Source text →
★ ★ ★ ★

Basim Al-Rajaibi

Personal information
- Full name: Basim Abdullah Taeeb Al-Rajaibi
- Date of birth: 13 April 1992 (age 33)
- Place of birth: Bahla, Oman
- Height: 1.70 m (5 ft 7 in)
- Position(s): Left back, Midfielder

Team information
- Current team: Al-Nahda

Youth career
- 2006–2011: Dhofar

Senior career*
- Years: Team / Apps / (Gls)
- 2011–2016: Dhofar /  / (1+)
- 2016–: Al-Nahda

International career
- 2010: Oman U23 / 2 / (0)
- 2012–2013: Oman / 5 / (0)

= Basim Al-Rajaibi =

Omani footballer (born 1992)

Basim Abdullah Taeeb Al-Rajaibi (باسم عبد الله الرجيبي; born 13 April 1992) is an Omani footballer who plays as a left back or midfielder for Omani club Al-Nahda.

★ ★ ★ ★

Entries shown →
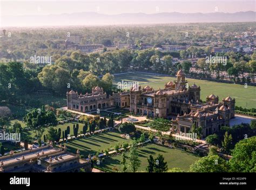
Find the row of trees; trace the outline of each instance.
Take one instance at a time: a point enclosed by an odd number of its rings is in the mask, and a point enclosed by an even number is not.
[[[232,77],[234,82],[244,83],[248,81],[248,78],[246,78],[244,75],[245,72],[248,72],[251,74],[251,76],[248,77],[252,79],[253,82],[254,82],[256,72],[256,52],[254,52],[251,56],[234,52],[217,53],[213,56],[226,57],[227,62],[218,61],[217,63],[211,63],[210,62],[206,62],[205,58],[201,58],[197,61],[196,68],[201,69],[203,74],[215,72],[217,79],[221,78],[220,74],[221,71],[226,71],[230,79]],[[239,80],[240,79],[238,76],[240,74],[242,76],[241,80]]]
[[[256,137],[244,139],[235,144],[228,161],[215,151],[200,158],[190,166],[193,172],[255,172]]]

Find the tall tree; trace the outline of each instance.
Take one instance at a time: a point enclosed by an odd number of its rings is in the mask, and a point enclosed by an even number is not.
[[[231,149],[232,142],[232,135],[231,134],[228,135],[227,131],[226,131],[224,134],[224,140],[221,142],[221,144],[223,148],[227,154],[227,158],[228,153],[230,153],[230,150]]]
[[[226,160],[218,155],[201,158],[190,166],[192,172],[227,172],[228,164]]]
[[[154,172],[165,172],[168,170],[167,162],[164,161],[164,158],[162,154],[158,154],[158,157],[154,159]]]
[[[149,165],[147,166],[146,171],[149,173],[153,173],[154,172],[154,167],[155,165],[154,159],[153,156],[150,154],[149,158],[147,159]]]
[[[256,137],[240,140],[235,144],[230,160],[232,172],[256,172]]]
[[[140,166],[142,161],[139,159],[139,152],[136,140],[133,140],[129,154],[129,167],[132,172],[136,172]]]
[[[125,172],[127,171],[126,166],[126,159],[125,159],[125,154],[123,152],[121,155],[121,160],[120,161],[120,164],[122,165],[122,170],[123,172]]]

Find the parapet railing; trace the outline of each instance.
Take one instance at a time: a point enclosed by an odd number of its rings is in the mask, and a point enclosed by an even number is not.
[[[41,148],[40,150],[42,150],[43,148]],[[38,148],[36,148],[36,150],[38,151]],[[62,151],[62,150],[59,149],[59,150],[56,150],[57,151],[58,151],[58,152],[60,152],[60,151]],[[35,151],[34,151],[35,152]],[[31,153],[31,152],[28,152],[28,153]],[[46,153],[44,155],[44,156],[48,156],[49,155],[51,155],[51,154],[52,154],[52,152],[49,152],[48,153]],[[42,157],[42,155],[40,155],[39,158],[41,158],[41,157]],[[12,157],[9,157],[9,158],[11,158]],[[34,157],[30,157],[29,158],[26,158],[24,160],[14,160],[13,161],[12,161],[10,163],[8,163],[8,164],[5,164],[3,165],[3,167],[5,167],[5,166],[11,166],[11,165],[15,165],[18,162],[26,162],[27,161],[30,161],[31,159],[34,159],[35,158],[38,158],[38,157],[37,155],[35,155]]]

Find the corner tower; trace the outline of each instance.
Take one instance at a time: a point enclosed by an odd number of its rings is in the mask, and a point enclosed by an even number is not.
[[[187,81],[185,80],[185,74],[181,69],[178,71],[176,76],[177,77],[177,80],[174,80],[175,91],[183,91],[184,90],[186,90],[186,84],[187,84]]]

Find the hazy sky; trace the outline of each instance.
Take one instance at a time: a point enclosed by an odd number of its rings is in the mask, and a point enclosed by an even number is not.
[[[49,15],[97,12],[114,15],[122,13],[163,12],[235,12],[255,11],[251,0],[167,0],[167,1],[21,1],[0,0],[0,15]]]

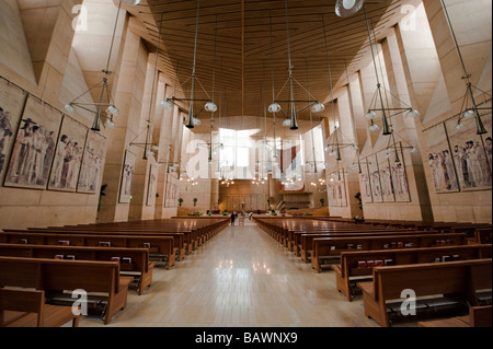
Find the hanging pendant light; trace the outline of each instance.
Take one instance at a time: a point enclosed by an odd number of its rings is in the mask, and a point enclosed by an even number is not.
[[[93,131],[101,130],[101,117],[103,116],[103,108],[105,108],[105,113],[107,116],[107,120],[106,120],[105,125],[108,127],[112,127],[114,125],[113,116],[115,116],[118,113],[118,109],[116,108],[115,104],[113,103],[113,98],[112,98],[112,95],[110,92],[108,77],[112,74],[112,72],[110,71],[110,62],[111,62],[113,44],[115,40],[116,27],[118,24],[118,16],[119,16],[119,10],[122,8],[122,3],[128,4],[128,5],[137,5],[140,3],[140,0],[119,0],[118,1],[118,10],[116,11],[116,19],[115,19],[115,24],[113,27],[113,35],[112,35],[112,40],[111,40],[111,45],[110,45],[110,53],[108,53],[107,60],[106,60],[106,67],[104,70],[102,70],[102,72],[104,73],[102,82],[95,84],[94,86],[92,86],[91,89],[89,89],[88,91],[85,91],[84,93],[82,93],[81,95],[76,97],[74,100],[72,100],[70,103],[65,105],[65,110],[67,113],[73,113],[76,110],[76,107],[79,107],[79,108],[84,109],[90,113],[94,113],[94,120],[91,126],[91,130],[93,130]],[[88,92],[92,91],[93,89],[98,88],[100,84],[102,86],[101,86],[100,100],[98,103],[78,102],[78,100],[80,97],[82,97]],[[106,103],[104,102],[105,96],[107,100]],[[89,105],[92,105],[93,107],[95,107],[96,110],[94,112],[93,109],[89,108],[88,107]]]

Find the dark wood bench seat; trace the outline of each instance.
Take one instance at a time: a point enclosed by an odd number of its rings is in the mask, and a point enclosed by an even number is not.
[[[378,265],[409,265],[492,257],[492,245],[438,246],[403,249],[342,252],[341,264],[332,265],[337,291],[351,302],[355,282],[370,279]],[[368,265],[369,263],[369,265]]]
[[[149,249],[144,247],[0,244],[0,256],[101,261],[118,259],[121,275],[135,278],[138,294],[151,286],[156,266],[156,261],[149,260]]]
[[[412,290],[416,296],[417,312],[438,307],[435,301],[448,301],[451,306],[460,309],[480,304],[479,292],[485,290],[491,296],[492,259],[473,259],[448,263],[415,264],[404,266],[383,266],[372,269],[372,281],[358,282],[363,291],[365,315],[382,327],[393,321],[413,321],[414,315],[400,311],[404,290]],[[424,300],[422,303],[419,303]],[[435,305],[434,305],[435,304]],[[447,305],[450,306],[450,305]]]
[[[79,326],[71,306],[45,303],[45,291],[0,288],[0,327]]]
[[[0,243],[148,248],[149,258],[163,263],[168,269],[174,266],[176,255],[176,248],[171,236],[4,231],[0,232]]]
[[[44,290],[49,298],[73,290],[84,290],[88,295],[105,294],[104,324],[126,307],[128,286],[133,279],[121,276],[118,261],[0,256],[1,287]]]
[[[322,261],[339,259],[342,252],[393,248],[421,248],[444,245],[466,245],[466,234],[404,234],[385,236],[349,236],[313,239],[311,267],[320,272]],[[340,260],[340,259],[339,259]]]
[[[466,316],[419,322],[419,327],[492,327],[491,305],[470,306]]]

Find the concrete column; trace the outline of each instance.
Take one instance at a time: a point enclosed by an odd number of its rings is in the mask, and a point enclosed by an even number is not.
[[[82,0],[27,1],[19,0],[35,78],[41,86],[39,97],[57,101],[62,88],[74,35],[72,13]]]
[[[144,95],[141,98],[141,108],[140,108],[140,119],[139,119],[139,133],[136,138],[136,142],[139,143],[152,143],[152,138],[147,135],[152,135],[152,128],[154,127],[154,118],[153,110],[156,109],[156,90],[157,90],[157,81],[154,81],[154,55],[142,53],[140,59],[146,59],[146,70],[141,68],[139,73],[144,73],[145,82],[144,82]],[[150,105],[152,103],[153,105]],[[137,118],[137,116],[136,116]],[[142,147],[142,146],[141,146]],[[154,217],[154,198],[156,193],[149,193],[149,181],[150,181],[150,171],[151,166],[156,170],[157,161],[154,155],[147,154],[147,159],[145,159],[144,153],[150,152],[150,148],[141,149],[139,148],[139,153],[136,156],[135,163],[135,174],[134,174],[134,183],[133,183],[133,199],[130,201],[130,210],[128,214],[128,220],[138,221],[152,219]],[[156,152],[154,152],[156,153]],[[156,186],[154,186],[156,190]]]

★ ★ ★ ★

Written exercise A →
Which youth club did Basim Al-Rajaibi play for, according to the profile?
Written exercise B →
Please copy the profile word for word from "Senior career*" up to and including "footballer (born 1992)".

Task result A →
Dhofar, from 2006 to 2011.

Task result B →
Senior career*
- Years: Team / Apps / (Gls)
- 2011–2016: Dhofar /  / (1+)
- 2016–: Al-Nahda

International career
- 2010: Oman U23 / 2 / (0)
- 2012–2013: Oman / 5 / (0)

= Basim Al-Rajaibi =

Omani footballer (born 1992)